Your instructions: Copy out word for word the lines that run from the one containing "Where can the overcast" through the last line, including both, and nothing else.

Raw records:

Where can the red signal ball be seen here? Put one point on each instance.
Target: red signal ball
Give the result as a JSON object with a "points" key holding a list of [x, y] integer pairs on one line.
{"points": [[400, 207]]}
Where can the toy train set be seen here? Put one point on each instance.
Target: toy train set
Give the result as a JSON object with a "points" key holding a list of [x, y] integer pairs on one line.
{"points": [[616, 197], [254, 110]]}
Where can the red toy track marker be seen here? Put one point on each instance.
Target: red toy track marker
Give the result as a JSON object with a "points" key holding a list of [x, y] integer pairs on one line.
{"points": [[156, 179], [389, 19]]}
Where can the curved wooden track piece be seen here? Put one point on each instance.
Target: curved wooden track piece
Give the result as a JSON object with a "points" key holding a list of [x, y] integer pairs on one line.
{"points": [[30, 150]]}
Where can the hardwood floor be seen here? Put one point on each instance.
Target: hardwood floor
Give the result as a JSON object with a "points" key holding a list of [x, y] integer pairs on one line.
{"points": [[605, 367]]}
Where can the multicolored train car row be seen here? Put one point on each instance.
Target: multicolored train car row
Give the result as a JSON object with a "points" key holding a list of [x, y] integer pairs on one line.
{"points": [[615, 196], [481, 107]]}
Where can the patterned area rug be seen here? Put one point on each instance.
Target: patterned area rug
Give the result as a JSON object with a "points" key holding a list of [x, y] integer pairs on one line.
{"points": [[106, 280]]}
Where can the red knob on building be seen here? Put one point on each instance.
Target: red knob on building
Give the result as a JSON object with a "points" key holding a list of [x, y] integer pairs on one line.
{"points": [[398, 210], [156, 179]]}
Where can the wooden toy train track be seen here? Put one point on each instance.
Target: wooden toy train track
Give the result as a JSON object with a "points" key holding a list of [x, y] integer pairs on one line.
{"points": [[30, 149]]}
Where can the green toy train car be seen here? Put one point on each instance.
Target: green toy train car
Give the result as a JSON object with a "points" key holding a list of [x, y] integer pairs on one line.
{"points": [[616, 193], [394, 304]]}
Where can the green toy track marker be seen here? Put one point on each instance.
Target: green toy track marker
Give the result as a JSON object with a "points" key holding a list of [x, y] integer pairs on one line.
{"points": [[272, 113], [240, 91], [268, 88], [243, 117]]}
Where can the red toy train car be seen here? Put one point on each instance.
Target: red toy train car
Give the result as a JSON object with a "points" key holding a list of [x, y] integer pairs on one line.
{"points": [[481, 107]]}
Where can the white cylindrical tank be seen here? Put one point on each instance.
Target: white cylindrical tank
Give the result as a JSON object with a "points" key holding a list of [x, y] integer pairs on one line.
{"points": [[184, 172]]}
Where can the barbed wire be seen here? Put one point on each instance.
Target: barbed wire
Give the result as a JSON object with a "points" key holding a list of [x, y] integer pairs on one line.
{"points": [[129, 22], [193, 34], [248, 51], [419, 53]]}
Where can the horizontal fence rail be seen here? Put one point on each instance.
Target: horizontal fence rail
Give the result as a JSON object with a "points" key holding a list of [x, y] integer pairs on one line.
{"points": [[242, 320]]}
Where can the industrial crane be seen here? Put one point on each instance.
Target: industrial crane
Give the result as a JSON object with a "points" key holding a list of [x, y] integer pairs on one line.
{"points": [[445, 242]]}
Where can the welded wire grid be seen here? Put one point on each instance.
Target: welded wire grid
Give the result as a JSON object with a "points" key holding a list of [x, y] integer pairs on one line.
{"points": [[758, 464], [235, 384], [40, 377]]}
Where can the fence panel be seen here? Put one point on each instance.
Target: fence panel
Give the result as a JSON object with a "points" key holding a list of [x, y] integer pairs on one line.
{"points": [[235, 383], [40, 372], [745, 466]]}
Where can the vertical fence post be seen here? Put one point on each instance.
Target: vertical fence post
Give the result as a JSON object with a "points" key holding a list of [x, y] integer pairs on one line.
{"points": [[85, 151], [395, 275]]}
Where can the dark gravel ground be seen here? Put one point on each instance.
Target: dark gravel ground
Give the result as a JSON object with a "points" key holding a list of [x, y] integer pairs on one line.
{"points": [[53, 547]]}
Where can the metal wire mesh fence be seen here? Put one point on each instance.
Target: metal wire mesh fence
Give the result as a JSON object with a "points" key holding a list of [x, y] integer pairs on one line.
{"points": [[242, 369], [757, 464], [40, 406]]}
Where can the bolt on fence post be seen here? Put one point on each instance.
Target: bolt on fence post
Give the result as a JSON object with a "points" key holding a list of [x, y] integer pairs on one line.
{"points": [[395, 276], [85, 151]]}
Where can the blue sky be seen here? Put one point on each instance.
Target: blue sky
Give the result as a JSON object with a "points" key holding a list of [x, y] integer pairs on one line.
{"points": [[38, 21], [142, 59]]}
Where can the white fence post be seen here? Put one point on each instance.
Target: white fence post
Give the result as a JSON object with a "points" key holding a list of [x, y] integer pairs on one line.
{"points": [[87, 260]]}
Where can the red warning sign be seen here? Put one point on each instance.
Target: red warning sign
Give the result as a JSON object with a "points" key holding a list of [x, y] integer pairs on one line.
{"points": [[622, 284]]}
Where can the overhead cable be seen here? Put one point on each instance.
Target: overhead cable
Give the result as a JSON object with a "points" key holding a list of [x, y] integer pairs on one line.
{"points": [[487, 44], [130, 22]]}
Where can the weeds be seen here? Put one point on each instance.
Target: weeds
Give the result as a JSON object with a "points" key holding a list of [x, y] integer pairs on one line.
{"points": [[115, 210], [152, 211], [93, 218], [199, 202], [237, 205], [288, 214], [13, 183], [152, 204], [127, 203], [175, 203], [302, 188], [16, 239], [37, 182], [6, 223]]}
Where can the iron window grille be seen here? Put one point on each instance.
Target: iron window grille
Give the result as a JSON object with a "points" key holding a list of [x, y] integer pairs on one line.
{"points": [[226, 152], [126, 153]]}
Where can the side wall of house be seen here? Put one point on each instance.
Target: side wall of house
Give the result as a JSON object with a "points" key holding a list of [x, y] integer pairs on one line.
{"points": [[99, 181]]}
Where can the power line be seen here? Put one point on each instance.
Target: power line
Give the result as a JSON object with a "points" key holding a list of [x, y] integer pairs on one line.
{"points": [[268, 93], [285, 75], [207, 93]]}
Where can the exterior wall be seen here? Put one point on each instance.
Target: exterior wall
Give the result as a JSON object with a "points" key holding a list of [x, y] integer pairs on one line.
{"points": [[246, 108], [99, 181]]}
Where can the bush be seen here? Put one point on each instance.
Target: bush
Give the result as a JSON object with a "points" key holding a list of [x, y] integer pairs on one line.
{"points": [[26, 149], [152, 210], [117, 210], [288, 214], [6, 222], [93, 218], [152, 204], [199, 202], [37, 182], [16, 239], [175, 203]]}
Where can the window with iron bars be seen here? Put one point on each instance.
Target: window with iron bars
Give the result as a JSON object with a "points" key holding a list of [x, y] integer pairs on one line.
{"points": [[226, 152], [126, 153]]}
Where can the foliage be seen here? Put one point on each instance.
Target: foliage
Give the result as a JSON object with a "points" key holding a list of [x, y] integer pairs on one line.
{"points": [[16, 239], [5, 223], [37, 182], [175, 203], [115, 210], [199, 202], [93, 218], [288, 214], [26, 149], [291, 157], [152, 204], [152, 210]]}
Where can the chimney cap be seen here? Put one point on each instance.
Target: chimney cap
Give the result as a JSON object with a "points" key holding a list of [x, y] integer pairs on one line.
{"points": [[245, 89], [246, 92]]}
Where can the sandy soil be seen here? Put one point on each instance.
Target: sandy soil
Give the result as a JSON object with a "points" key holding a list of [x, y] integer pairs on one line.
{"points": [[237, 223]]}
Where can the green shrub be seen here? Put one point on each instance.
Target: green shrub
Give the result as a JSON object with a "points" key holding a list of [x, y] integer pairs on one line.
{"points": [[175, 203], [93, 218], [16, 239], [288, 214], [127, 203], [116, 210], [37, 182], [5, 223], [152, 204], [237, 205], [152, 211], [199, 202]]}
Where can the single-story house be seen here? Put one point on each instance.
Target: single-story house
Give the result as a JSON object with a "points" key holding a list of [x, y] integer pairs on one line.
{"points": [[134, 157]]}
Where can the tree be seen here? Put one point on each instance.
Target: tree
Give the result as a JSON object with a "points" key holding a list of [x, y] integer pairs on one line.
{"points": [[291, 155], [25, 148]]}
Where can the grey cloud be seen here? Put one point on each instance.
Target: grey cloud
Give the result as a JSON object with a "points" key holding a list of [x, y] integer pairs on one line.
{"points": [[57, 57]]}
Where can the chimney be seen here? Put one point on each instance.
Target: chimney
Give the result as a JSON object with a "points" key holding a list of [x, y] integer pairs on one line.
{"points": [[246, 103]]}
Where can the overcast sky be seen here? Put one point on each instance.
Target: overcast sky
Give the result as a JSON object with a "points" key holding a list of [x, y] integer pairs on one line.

Output of the task:
Where can the overcast sky be seen here? Put one point on each instance.
Target: overcast sky
Give the result as a JSON object with a "points" key holding a list of [x, y] integer pairs on one line.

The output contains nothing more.